>>>>

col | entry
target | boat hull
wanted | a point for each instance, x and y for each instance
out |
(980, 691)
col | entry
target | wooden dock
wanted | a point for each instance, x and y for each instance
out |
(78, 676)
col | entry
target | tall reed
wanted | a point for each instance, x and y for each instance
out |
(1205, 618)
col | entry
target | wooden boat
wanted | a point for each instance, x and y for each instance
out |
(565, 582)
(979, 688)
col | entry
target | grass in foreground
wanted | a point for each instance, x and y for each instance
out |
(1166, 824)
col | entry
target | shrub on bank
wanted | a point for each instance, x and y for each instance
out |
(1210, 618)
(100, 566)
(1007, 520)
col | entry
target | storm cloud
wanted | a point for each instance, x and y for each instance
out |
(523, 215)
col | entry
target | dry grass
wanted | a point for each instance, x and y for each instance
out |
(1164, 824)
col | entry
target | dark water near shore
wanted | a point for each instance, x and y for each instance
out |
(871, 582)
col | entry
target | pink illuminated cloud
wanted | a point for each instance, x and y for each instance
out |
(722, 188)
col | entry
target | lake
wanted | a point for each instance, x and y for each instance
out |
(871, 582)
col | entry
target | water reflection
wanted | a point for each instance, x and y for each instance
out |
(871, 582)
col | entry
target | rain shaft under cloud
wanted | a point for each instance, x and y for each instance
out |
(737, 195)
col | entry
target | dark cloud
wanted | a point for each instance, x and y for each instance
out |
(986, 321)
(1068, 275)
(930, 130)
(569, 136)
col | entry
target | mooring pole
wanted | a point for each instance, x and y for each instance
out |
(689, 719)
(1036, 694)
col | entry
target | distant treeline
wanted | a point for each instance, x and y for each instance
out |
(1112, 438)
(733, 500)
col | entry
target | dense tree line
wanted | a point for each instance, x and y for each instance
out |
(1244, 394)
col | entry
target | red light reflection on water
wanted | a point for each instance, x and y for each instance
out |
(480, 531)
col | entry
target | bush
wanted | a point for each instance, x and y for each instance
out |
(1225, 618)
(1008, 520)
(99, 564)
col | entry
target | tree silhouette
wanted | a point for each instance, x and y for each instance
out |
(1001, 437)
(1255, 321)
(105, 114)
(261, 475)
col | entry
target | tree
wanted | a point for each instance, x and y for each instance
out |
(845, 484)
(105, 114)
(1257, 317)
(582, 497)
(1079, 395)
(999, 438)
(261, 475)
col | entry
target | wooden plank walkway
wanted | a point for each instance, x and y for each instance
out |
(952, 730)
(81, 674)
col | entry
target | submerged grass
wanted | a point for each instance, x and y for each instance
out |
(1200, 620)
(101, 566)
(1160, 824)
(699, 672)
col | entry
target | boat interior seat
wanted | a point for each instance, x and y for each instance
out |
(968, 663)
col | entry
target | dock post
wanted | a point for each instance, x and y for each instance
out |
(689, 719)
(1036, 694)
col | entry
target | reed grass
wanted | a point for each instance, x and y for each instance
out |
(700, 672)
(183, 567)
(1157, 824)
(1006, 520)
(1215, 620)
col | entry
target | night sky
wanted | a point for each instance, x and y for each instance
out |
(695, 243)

<<<<
>>>>

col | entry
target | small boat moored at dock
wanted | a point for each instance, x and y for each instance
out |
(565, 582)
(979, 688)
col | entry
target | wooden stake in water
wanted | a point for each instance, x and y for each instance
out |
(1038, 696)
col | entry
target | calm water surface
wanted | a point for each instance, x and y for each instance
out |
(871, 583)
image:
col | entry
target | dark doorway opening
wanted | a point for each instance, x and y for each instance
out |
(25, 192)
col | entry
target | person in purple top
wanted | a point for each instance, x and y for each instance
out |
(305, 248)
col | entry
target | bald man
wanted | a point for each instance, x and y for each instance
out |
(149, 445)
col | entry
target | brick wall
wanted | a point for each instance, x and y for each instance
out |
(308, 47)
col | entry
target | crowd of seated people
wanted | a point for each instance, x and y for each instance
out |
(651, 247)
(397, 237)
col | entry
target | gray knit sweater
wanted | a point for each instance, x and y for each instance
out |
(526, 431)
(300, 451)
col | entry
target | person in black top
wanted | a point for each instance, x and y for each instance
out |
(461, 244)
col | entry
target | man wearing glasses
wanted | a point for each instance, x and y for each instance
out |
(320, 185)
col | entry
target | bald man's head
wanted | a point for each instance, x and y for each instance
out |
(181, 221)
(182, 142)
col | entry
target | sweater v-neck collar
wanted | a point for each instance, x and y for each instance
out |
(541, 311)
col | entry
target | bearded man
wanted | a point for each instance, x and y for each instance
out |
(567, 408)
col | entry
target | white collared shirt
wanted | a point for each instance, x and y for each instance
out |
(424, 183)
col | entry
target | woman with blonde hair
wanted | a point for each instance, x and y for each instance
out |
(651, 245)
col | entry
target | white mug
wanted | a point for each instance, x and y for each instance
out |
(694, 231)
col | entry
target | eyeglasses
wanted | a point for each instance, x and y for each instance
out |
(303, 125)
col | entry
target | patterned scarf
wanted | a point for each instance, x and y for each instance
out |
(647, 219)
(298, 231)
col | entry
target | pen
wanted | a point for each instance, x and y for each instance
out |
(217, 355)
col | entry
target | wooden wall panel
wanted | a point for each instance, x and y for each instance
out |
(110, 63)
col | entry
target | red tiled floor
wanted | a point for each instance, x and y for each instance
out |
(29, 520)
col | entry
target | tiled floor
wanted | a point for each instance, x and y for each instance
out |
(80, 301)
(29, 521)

<<<<

#### Stated goal:
How many lines of the material above contain the word "floor"? Give only the number.

#### Result of this task:
2